TASK DIRECTIONS => Reproduce all of the data below word for word, with nothing changed or left out.

MATERIAL SHOWN =>
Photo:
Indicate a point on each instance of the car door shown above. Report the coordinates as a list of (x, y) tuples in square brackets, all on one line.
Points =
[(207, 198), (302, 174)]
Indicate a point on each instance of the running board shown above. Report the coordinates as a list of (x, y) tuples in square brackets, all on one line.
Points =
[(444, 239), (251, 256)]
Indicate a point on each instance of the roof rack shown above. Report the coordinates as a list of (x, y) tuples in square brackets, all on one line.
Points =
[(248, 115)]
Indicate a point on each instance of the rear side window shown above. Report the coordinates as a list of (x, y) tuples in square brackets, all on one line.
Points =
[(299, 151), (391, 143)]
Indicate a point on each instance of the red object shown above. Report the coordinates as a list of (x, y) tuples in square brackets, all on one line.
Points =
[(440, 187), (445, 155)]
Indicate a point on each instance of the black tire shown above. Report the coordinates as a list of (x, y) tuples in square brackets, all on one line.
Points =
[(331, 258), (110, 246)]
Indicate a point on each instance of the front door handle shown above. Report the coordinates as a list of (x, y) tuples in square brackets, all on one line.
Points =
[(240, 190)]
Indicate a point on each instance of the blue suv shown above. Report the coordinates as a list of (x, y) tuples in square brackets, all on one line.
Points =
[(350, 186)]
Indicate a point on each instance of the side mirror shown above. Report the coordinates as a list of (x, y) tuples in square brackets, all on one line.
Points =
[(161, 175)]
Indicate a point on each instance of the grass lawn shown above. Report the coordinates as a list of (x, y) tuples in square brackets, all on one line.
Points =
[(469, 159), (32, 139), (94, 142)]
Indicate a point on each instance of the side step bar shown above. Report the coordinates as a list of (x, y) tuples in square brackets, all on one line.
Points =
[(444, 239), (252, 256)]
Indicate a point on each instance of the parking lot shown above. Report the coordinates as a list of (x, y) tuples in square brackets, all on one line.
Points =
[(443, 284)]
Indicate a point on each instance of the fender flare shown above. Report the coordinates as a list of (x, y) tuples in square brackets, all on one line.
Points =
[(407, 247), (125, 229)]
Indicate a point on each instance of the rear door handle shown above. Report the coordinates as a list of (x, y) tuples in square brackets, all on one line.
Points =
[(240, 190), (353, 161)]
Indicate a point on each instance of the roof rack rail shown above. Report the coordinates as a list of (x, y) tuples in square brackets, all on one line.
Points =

TASK OUTPUT =>
Photo:
Indicate a point on each instance of the car door shown above. Report the coordinates as a list of (x, y) tuples in square brackets, all on one line.
Points =
[(207, 198), (302, 174)]
Indicate a point on each instance of the running board shown above. Report the coordinates as a list of (x, y) tuples in square brackets, all on one line.
Points =
[(444, 239), (251, 256)]
Indicate a point on each instance of the roof rack shown above. Report the coordinates as a list of (x, y) tuples in square brackets, all on one line.
Points =
[(248, 115)]
Indicate a point on each instance of the rear side window shown above. Report the coordinates as a list of (x, y) tuples in square brackets, all on one line.
Points =
[(299, 151), (391, 143)]
Indicate a point on each instance of the red object shown above. Report the coordinates as a list of (x, y) tuples in square brackets, all on one line.
Points =
[(440, 187), (445, 155)]
Indicate a point on each instance of the black tire shown above. Report the coordinates as a list of (x, y) tuples in square brackets, all on one line.
Points =
[(331, 258), (110, 246)]
Indicate a point on each instance of the front door handle shown above. Report the coordinates as a list of (x, y) tuples in square brackets, all on one line.
Points =
[(240, 190)]
Indicate a point on each instance of the blue suv shown above. Report the coordinates as a list of (x, y) tuples in square brackets, all on one line.
Points =
[(350, 186)]
Indicate a point on each instance of the side mirror shown above. Report the coordinates as a list of (x, y) tuples in square brackets, all on one line.
Points =
[(161, 175)]
Indicate a point on each instance of the grass lawn shown above. Report the coordinates as a list of (x, y) tuples in square brackets, all on one line.
Points =
[(469, 159), (32, 139), (94, 142)]
Indicate a point on each instance of the side step bar shown above. Report the coordinates as a list of (x, y) tuples in square brackets, all on one line.
Points =
[(444, 239), (252, 256)]
Indicate a point on each instance of the parking lot shown above. Report the coordinates as a list of (x, y) tuples in square brackets, all on one line.
Points =
[(443, 284)]
Indicate a point on each instance of the fender flare shown above. Report the coordinates as a list of (x, y) tuples in square brackets, all on one line.
Points =
[(407, 247), (125, 229)]
Indicate a point on each instance of the rear door handle shown above. Report the coordinates as a list of (x, y) tuples in square brackets, all on one line.
Points =
[(240, 190), (353, 161)]
Indicate a point on each instance of the roof rack rail shown above. Report the coordinates as a list of (x, y) tuples in square brackets, all on one line.
Points =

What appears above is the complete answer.